[Given task 1]
From the forum thread about keeping SC Security Clearance while living in Spain, reproduce verbatim the passage between "The downside is" and "in Spain ??", inclusive.

[Page excerpt]
◇ ◇ ◇

# Live in Spain yet maintain an SC Footprint in UK



## Williams2 (Sep 15, 2013)

A friend of mine would love to live ( and if possible ) work in Spain but
for career and future job security reasons needs to maintain a footprint
in the UK.
The reason being he's an IT Contractor and in previous roles has obtained
the coverted SC Security Clearance to work on MOD sites or on defence
related work or contracts, eg with BAE Systems, Rolls Royce Aerospace, etc.

The thing is SC Security Clearance isn't for life, in fact it only really lasts
for the duration of your contract or for the period of employment in
which your engaged in Defence related or Government work.
But the beauty is that if you've ever held SC Security Clearance in the
past. It's fairly easy to have your SC Security Clearance re-established
in the future - as the Govt Vetting Agency only needs to look back over
the time since you were last cleared, ie no Crimminal convictions, not been
declared bankrupt, CCJ's or dodgy political associations, etc.
The downside is that if, for any reason you become Resident abroad - he
would have to live and work for a period of upto 5 years in UK before he can
ever be considered eligible for SC Security Clearance again.

So you see - a real threat to your livilihood, particularly when you consider
that the safest long term job prospects in the UK these days are those
related to Government work that cannot be outsourced or off shored abroad.

Therefore are there any Expat Brits in Spain who have managed to dodge
residency in Spain and still be considered resident in the UK and therefore
managed to hang onto their SC eligibility - while enjoying at the sametime
a significant amount of time in Spain ??


----------



## Calas felices (Nov 29, 2007)

Do you think you should add 'legally' to your question??


----------



## 90199 (Mar 21, 2010)

◇ ◇ ◇

[Given task 2]
Pick out every line of the rows below that contains the string "soil".

◇ ◇ ◇

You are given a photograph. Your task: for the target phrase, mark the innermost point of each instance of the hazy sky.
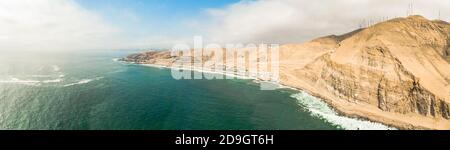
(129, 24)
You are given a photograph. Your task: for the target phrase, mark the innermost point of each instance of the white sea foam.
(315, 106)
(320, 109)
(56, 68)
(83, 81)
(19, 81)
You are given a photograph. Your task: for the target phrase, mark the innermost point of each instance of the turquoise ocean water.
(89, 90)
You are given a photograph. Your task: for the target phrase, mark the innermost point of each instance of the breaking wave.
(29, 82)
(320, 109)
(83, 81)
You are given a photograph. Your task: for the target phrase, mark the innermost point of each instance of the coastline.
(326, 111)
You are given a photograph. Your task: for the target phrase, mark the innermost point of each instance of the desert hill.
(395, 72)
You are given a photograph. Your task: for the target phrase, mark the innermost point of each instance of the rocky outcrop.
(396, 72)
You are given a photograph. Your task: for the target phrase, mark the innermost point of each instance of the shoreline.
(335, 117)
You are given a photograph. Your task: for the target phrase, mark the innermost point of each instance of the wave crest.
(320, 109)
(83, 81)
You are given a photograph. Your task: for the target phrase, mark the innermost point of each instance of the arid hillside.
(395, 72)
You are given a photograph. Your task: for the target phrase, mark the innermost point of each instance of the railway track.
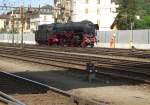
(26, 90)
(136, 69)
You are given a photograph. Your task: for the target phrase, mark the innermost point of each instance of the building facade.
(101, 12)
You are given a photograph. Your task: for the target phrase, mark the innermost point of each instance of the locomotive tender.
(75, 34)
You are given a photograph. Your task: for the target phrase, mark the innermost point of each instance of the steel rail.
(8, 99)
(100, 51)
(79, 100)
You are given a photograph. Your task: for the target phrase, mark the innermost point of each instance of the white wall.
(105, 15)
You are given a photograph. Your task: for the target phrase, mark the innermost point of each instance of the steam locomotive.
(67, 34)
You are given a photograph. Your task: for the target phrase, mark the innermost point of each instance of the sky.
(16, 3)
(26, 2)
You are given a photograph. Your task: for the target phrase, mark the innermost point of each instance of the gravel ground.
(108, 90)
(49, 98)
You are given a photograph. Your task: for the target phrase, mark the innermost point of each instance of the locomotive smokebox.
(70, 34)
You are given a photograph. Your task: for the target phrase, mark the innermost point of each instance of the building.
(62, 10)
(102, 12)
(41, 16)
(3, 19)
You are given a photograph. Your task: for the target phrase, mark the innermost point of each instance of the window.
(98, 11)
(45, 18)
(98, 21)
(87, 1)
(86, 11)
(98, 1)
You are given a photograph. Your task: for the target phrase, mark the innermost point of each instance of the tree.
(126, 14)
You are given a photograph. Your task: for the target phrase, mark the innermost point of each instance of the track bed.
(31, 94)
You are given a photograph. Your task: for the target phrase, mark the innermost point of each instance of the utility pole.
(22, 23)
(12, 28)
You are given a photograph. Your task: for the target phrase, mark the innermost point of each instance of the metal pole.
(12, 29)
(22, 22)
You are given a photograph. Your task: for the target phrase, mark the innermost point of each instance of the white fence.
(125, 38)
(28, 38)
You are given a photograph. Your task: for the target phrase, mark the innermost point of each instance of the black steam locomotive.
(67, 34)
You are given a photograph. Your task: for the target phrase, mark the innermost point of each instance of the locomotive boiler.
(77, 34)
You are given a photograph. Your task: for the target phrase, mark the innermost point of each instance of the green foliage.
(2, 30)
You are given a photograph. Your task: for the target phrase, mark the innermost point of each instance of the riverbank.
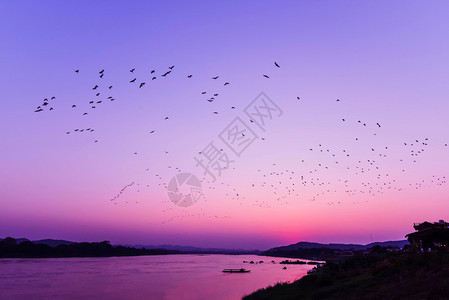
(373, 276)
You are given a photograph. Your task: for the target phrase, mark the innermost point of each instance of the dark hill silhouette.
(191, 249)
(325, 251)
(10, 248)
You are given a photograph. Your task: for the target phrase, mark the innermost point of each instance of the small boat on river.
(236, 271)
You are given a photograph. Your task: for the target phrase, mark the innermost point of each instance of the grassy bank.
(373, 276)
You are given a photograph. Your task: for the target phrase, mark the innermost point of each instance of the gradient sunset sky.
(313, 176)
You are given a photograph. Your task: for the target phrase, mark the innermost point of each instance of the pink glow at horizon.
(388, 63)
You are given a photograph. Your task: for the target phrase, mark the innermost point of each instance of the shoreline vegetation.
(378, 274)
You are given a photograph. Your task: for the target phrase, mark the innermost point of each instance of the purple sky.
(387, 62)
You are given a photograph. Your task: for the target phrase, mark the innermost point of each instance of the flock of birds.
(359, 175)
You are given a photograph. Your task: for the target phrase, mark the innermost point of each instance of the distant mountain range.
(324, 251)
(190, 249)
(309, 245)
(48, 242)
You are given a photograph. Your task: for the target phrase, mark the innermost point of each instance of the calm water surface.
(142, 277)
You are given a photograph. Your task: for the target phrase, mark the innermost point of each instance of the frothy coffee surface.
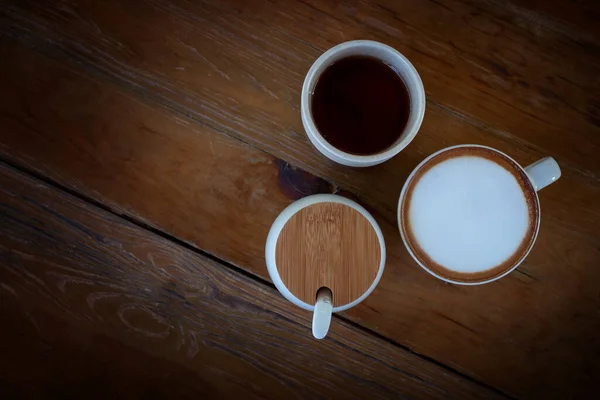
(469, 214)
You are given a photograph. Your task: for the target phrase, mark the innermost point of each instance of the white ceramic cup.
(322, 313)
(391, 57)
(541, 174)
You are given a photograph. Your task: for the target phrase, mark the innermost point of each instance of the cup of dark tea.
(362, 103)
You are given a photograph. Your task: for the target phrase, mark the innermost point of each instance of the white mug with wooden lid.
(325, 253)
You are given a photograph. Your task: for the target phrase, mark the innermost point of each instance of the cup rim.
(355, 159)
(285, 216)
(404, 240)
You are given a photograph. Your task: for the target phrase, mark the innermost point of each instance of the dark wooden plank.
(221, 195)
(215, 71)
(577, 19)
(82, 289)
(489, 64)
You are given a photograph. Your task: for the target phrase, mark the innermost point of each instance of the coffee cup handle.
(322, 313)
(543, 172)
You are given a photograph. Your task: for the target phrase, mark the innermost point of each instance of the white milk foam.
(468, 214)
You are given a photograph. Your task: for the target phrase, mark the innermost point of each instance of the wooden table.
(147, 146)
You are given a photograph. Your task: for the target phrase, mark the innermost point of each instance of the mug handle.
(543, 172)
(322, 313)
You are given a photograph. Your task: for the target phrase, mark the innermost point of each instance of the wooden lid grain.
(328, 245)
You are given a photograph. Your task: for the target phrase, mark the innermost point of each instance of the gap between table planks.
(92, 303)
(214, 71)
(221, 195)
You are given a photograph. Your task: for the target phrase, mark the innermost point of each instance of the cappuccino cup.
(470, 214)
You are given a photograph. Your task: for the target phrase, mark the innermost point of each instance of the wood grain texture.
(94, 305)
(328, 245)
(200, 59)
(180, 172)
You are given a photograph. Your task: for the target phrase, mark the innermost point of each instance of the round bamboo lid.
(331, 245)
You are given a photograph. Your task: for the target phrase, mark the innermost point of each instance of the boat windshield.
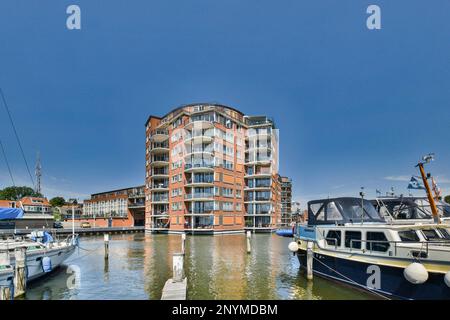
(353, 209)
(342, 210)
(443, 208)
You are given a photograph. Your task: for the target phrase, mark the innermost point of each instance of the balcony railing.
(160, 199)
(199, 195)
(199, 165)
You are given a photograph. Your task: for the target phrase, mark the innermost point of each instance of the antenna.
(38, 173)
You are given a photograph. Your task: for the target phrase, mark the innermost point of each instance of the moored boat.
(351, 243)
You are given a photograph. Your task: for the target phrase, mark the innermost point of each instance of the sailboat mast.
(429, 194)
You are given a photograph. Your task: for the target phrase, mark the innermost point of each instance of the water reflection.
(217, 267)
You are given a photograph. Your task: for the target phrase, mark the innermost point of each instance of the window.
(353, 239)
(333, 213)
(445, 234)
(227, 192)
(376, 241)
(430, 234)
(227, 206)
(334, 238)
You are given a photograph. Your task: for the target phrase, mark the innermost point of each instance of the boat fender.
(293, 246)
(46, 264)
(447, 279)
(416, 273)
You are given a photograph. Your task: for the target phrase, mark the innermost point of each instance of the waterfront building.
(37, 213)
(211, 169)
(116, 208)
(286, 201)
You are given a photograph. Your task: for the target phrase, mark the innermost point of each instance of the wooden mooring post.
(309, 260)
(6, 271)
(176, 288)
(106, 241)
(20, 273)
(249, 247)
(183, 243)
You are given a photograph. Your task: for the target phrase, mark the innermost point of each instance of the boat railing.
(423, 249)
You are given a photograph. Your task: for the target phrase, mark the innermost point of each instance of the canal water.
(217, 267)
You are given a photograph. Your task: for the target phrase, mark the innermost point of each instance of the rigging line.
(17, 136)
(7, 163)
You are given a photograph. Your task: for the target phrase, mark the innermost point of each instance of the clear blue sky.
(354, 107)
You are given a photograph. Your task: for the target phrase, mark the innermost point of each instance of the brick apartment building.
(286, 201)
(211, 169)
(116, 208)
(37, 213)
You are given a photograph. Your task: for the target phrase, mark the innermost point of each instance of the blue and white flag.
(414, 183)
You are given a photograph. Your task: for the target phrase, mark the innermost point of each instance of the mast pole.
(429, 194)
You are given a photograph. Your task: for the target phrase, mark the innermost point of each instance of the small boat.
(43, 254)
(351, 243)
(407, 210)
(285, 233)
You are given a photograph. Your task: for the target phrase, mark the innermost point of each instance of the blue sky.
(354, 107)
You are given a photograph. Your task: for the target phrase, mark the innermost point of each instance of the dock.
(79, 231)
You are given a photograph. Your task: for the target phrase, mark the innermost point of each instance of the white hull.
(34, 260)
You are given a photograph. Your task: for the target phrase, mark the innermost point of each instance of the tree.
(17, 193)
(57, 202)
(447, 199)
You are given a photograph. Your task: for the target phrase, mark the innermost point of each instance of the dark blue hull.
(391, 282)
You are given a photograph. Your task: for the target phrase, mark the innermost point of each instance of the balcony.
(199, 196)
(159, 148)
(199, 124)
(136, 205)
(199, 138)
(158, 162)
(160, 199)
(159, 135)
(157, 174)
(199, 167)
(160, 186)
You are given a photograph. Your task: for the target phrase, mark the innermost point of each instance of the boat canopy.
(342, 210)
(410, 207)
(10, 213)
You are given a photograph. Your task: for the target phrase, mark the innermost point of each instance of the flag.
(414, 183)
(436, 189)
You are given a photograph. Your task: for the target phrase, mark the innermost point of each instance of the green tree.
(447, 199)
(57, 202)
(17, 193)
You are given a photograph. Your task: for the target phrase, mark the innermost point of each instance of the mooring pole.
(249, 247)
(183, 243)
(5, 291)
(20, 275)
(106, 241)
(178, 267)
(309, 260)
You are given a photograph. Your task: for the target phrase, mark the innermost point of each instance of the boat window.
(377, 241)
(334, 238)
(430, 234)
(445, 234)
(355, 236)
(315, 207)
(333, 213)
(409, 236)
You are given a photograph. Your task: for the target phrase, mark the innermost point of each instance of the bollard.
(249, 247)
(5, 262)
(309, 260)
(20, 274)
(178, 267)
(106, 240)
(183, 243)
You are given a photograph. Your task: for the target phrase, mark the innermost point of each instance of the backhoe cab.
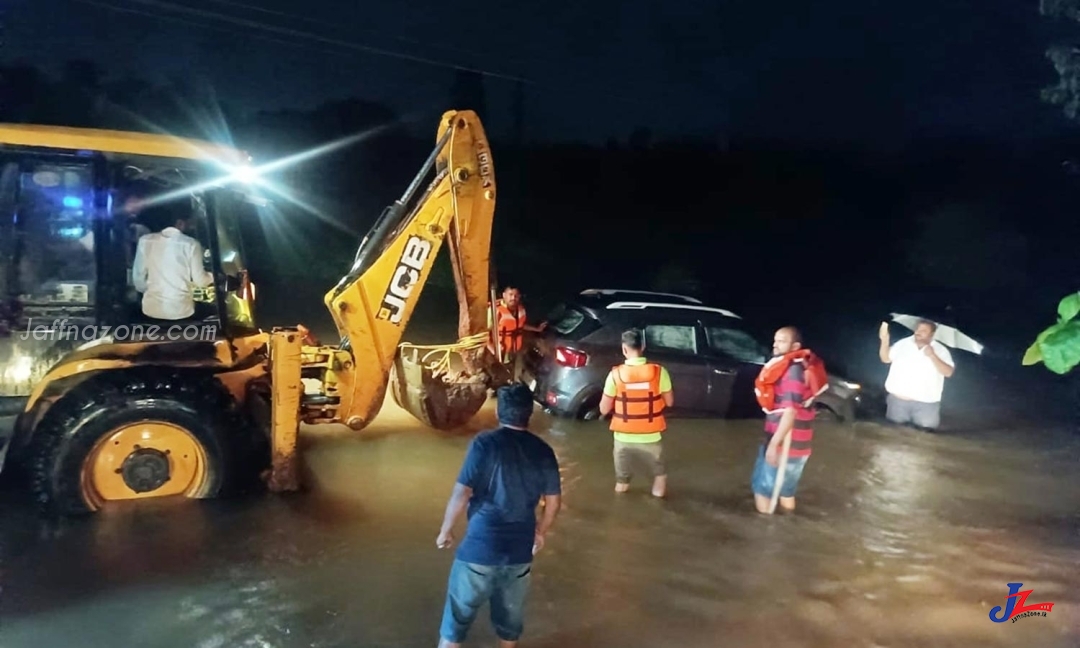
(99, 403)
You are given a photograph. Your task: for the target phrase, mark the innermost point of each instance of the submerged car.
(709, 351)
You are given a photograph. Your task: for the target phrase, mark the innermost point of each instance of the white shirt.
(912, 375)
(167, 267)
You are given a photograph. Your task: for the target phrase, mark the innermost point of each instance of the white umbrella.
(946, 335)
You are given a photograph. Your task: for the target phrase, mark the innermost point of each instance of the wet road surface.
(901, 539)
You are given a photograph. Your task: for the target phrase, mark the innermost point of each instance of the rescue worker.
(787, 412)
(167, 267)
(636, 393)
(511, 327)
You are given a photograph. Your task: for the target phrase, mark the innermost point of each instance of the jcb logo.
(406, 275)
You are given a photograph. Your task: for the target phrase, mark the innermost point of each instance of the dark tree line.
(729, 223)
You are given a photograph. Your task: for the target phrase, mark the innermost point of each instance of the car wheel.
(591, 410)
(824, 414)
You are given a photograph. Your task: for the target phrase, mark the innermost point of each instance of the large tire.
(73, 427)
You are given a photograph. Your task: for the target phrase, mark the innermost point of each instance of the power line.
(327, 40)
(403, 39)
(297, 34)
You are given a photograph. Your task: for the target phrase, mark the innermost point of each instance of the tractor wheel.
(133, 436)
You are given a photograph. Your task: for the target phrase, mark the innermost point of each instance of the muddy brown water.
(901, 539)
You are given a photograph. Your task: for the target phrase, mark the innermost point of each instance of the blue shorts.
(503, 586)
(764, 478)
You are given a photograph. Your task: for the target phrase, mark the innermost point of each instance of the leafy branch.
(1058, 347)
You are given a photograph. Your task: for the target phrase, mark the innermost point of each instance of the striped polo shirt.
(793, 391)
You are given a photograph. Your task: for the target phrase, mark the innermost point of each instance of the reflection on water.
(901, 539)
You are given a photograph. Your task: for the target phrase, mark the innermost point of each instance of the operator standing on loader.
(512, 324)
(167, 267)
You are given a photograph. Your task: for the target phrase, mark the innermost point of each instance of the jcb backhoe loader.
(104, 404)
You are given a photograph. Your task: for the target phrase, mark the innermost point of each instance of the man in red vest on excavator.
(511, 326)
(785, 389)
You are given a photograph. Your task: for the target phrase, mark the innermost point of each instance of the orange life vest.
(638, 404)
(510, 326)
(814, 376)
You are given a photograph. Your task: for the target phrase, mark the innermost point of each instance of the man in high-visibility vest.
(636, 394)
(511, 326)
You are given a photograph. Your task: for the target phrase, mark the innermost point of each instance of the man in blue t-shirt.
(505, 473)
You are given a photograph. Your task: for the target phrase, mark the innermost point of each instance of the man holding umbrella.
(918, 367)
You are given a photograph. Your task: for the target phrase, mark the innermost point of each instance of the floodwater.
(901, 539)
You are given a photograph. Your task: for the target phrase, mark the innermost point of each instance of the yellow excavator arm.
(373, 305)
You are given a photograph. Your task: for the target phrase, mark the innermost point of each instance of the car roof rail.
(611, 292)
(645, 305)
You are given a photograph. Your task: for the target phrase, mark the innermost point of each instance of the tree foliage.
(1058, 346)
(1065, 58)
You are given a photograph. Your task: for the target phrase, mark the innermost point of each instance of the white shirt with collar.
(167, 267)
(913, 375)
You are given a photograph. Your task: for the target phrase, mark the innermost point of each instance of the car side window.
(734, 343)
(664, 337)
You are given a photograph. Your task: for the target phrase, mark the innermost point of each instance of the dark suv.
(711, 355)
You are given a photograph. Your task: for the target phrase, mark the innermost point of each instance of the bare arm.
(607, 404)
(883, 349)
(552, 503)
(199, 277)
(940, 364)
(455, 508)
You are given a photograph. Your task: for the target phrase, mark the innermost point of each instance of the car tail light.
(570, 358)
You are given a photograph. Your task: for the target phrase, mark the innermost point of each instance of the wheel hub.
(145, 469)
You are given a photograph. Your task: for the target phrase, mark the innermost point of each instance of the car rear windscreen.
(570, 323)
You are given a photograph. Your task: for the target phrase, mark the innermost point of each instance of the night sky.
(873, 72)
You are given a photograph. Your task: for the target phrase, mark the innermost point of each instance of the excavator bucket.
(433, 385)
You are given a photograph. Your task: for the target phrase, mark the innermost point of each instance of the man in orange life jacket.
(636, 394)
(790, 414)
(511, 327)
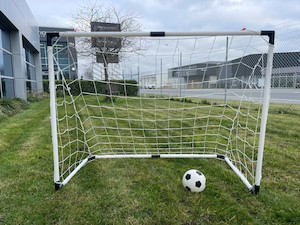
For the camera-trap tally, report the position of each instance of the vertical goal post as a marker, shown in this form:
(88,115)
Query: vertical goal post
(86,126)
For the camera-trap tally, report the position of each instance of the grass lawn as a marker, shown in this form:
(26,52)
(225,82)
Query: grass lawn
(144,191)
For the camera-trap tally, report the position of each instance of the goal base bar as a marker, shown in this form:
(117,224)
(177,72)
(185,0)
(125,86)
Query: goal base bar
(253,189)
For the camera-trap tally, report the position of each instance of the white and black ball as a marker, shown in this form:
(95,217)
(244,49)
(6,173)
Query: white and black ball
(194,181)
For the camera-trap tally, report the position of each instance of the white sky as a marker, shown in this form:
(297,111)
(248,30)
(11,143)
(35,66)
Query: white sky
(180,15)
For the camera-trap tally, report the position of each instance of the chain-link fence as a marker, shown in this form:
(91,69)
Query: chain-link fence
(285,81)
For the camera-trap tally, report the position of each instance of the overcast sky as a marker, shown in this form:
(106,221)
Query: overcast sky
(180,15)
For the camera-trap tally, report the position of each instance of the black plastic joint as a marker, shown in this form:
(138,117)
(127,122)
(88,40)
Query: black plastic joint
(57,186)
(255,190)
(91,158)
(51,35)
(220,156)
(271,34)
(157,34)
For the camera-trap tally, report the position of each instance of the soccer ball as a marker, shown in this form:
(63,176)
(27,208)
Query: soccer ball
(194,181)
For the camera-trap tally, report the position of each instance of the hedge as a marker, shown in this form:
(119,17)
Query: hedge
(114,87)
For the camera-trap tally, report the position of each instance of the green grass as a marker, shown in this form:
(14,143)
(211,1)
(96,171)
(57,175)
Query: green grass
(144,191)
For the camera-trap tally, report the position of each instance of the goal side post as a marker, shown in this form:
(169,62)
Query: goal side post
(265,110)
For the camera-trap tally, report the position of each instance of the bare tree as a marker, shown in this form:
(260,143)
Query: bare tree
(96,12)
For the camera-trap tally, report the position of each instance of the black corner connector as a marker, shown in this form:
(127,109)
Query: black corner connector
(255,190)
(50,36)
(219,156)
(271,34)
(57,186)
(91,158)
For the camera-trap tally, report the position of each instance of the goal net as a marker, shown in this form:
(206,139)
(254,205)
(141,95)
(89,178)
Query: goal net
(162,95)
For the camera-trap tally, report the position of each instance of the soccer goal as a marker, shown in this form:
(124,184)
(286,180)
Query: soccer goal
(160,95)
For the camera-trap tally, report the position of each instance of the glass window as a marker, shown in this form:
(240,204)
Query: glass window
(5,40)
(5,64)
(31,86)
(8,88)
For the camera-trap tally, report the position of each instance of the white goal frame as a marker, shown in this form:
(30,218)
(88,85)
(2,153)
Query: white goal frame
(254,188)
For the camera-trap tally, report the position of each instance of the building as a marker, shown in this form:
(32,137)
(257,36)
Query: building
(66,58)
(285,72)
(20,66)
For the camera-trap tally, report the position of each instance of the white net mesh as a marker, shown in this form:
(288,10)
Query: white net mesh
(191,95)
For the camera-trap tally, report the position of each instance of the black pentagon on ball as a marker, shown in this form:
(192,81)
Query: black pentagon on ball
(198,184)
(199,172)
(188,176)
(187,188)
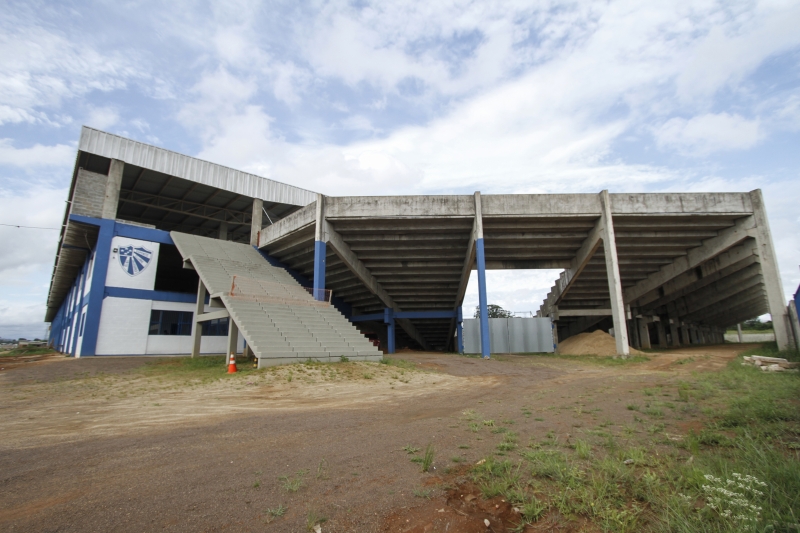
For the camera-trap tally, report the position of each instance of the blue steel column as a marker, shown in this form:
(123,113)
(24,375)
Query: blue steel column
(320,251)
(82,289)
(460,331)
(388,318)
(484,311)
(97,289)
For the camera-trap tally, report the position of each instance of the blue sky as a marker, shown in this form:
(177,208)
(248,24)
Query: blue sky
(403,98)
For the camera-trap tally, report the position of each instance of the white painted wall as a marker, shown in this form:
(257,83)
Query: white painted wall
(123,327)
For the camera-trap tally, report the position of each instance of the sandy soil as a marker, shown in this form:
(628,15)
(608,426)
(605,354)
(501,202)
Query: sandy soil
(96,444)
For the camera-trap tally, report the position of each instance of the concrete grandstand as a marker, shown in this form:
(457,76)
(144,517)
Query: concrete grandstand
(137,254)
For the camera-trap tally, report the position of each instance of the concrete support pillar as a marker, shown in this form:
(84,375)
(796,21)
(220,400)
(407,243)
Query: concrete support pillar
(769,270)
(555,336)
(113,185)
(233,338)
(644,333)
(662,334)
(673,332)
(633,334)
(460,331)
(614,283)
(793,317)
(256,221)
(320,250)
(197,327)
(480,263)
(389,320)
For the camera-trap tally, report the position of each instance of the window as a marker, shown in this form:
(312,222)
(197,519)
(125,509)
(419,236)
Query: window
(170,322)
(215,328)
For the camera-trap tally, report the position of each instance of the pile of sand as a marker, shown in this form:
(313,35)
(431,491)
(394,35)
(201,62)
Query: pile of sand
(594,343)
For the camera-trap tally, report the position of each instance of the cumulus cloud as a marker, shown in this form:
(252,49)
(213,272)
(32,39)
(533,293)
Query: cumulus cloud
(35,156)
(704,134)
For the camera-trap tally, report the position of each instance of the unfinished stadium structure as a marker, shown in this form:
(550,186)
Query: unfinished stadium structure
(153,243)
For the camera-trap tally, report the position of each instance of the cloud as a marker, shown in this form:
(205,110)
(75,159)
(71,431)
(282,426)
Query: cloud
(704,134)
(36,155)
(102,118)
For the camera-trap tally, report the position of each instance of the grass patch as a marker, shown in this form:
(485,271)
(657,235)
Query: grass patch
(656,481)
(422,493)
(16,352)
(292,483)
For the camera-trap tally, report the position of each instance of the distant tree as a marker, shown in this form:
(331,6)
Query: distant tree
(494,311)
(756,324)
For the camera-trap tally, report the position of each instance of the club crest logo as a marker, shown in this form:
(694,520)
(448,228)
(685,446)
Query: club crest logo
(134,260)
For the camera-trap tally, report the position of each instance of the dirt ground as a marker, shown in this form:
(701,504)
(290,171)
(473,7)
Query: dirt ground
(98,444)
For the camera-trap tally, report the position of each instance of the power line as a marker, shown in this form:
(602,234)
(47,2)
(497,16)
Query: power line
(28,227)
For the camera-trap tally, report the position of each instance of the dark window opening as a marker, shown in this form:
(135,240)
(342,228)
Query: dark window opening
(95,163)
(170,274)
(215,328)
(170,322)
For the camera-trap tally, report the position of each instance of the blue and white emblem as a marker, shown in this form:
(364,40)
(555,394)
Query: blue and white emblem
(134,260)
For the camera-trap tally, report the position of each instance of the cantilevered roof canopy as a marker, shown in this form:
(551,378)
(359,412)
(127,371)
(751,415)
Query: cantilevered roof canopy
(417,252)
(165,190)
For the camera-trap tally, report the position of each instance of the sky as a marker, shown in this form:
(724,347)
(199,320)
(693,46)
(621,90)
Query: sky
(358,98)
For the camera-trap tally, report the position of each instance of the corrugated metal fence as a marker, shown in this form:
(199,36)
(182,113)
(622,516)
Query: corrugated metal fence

◇ ◇ ◇

[Solution 1]
The downside is that if, for any reason you become Resident abroad - he
would have to live and work for a period of upto 5 years in UK before he can
ever be considered eligible for SC Security Clearance again.

So you see - a real threat to your livilihood, particularly when you consider
that the safest long term job prospects in the UK these days are those
related to Government work that cannot be outsourced or off shored abroad.

Therefore are there any Expat Brits in Spain who have managed to dodge
residency in Spain and still be considered resident in the UK and therefore
managed to hang onto their SC eligibility - while enjoying at the sametime
a significant amount of time in Spain ??

[Solution 2]
For the camera-trap tally, report the position of each instance of the sandy soil as a marker, shown in this form:
Query: sandy soil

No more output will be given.